▸ Data for processing
++++

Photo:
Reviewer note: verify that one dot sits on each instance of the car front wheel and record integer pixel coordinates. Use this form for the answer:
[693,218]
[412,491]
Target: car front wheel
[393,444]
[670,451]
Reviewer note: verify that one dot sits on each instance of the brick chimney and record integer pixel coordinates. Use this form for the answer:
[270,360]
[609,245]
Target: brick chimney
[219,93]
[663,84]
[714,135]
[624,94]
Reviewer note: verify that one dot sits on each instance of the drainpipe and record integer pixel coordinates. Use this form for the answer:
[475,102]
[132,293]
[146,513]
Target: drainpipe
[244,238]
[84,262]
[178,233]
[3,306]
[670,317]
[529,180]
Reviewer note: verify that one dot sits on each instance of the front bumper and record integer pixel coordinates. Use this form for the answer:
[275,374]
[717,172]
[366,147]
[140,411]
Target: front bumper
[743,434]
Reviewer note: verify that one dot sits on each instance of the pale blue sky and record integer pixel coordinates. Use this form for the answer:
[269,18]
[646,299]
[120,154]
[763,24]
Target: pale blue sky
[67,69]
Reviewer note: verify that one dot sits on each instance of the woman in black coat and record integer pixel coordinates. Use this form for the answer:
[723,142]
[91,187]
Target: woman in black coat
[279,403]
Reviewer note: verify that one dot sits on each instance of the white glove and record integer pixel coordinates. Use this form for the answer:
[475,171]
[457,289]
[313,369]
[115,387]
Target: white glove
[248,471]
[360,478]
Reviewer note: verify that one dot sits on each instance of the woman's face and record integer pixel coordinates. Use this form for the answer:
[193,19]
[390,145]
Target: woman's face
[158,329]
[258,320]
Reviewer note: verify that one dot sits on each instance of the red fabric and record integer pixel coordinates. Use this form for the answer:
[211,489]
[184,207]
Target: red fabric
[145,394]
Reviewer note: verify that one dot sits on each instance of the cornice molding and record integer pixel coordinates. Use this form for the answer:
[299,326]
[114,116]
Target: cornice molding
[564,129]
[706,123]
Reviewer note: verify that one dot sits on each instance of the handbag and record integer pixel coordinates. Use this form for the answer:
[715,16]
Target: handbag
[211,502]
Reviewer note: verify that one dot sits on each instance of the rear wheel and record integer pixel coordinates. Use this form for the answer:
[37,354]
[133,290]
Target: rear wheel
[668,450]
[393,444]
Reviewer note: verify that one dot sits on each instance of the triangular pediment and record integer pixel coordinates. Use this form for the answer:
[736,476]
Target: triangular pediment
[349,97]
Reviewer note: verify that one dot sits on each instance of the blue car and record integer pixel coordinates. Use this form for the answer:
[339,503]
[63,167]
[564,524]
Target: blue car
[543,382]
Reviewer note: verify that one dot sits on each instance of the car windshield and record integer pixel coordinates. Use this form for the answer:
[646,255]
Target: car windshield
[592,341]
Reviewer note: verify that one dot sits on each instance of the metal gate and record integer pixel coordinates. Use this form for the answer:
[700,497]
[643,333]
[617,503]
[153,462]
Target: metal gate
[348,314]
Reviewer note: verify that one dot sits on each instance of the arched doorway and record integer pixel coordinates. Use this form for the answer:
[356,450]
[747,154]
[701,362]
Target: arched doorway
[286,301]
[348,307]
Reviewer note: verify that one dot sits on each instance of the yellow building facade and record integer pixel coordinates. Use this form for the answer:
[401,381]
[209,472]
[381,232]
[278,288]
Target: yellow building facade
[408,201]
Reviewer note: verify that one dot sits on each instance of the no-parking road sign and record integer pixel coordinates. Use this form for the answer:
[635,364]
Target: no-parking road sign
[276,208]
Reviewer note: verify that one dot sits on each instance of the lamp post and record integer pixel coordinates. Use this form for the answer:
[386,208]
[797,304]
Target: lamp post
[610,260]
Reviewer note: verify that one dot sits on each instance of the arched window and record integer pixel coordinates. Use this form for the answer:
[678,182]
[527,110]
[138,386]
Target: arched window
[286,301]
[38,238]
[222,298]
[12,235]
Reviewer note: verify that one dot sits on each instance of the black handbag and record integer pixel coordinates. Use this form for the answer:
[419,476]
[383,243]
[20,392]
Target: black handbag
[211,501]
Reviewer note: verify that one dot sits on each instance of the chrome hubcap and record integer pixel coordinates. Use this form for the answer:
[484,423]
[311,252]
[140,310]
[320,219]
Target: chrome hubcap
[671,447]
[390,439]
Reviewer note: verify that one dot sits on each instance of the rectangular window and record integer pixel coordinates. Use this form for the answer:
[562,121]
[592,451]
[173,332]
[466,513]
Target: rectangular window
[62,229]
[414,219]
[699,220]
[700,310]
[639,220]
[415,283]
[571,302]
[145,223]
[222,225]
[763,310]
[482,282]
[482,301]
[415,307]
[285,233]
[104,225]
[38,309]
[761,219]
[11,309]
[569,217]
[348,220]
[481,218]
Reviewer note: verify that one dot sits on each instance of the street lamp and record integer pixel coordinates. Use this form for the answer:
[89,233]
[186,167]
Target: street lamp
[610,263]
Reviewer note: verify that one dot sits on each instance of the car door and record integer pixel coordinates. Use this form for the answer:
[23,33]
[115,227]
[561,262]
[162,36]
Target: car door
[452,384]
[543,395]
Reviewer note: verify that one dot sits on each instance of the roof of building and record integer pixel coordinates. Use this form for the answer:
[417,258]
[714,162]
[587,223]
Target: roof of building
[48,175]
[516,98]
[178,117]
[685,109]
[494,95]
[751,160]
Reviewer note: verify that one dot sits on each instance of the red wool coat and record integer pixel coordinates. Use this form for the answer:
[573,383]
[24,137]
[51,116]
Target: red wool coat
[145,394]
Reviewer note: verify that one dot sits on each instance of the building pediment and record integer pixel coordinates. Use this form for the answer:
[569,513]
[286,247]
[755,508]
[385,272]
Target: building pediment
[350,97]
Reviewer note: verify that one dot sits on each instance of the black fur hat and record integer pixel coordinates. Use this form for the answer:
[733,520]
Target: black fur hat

++++

▸ Task requirements
Reproduce all of the rows above word for word.

▸ Finished exercise
Photo:
Reviewer note: verify that one dot sits on each instance of the car front wheel and record integer pixel coordinates. Use this form for the answer:
[693,218]
[412,491]
Target: car front wheel
[393,444]
[670,451]
Reviewer note: verify that one dot sits on each instance of the brick chimney and record integer pixel coordinates. Use this form for the answer:
[270,360]
[609,245]
Target: brick chimney
[219,93]
[663,84]
[714,135]
[624,94]
Reviewer note: verify that one dot sits on each instance of the drainpipe and record integer pixel coordinates. Use this form for the answer:
[475,102]
[132,293]
[146,513]
Target: drainpipe
[244,238]
[84,262]
[178,233]
[3,306]
[670,317]
[529,180]
Reviewer note: verify that one dot sits on each instance of the front bumper and record integer pixel coordinates. Use this form for the answer:
[275,374]
[717,172]
[366,147]
[140,411]
Target: front bumper
[743,434]
Reviewer note: verify that one dot sits on each instance of the pale blue sky and record integer pixel coordinates. Use this form for the answer:
[269,18]
[646,299]
[120,154]
[763,24]
Target: pale blue sky
[67,69]
Reviewer note: verify that one dot sits on each instance of the woman in black coat and record integer pixel coordinates. Use this form for the answer:
[723,142]
[91,187]
Target: woman in black coat
[279,403]
Reviewer note: verify that one dot sits on each instance of the white glove and record integer pixel coordinates. Use this form for the answer:
[475,171]
[457,289]
[313,369]
[115,387]
Target: white glove
[248,471]
[360,478]
Reviewer note: verify that one dot sits on each instance of the woman's face and record integer pixel coordinates. Use this form for the answer:
[193,19]
[390,145]
Target: woman's face
[158,329]
[258,320]
Reviewer note: verify that one dot sits on each instance of the red fabric and record integer pixel coordinates. Use this form for the answer:
[211,489]
[184,207]
Target: red fabric
[145,394]
Reviewer note: verify that one dot sits on each instance of the cornice molding and record integer pixel coordinates. Use this form for the answer:
[299,326]
[114,116]
Target: cornice molding
[564,129]
[706,123]
Reviewer note: verify that one dot sits on each instance of the handbag and record integer pixel coordinates. Use this form for the answer:
[715,16]
Target: handbag
[211,502]
Reviewer note: verify that one dot sits on each instance of the rear wheel and record integer pixel coordinates. Use this form for the answer:
[37,354]
[133,290]
Target: rear wheel
[668,450]
[393,444]
Reviewer note: verify that one dot sits on each instance of the triangular pediment and record integer pixel coordinates. Use this form for the answer:
[736,476]
Target: triangular pediment
[349,97]
Reviewer note: verify that one dot sits on each instance of the blue car and record integer pixel coordinates. Use this form for the answer:
[339,503]
[63,167]
[564,524]
Target: blue car
[543,382]
Reviewer note: verify that one dot sits on each instance of the car windshield and record integer pixel coordinates. Use this form for the answer:
[646,255]
Target: car windshield
[592,341]
Reviewer note: verify that one dot sits on each instance of the metal gate and record integer pixel coordinates. Use this form for the answer:
[700,497]
[643,333]
[617,503]
[153,462]
Target: metal gate
[348,314]
Reviewer note: verify that one dot sits on each instance of the arched doorway and record integer pixel coordinates. Use this form for the answer:
[356,450]
[747,154]
[701,362]
Target: arched doorway
[286,301]
[348,307]
Reviewer note: verify that one dot sits on each instance of the yellow building facade and record integer pixel coordinates. Use this form for the answer:
[401,381]
[209,472]
[381,232]
[278,288]
Target: yellow building facade
[408,201]
Reviewer note: verify that one dot sits on each instance of the no-parking road sign and record integer pixel coordinates. Use this form for the answer:
[635,364]
Target: no-parking road sign
[276,208]
Reviewer note: verify that one dot sits on each instance of the lamp post and record integer pixel coordinates. Use this form for the answer:
[386,208]
[797,304]
Target: lamp post
[610,260]
Reviewer note: verify that one dot sits on each instance of the arched window and record integer pixel coordinates. Use this form for the answer:
[678,182]
[527,110]
[138,386]
Target: arched window
[286,301]
[38,238]
[222,298]
[12,235]
Reviewer note: verify that one dot sits on each instance of the black handbag and record integer pixel coordinates. Use this form for the answer:
[419,476]
[383,243]
[20,392]
Target: black handbag
[211,501]
Reviewer note: verify that one dot sits on each instance of the chrome hubcap and record integer pixel coordinates. Use this form for the answer:
[484,423]
[311,252]
[140,310]
[320,219]
Target: chrome hubcap
[671,447]
[390,439]
Reviewer note: verify that one dot sits on each instance of the rectangular window and record integer pixel coordinates. Use this form for the answer:
[562,121]
[592,451]
[173,332]
[466,513]
Target: rectangular window
[62,229]
[414,219]
[699,220]
[700,310]
[639,220]
[415,283]
[571,302]
[145,223]
[222,225]
[763,310]
[482,282]
[482,301]
[415,307]
[285,233]
[104,225]
[38,309]
[761,219]
[11,309]
[569,217]
[348,220]
[481,218]
Reviewer note: verify that one dot sits on each instance of the street lamp and record integer pixel coordinates. Use this form for the answer:
[89,233]
[186,167]
Target: street lamp
[610,263]
Reviewer note: verify that one dot sits on each instance of the car door and record integer pixel coordinates. Use this form for the answer:
[23,33]
[115,227]
[561,262]
[162,36]
Target: car door
[452,384]
[543,395]
Reviewer note: verify that one dot sits on each instance of the roof of building and record integer pixel coordinates. Use this form for the answer:
[417,258]
[714,162]
[587,223]
Target: roof of building
[48,175]
[516,98]
[178,117]
[685,109]
[494,95]
[751,160]
Reviewer note: verify that one dot sits on each instance of the red wool coat and record integer pixel coordinates. Use this form for the answer:
[573,383]
[24,137]
[51,116]
Target: red wool coat
[145,394]
Reviewer note: verify that one dot sits on each instance of the building pediment and record integer pixel coordinates. Use this form for the answer:
[569,513]
[286,247]
[755,508]
[385,272]
Target: building pediment
[350,97]
Reviewer note: verify that one dot sits on each instance of the black fur hat and record integer pixel coordinates. Use this form for the answer:
[733,520]
Target: black fur hat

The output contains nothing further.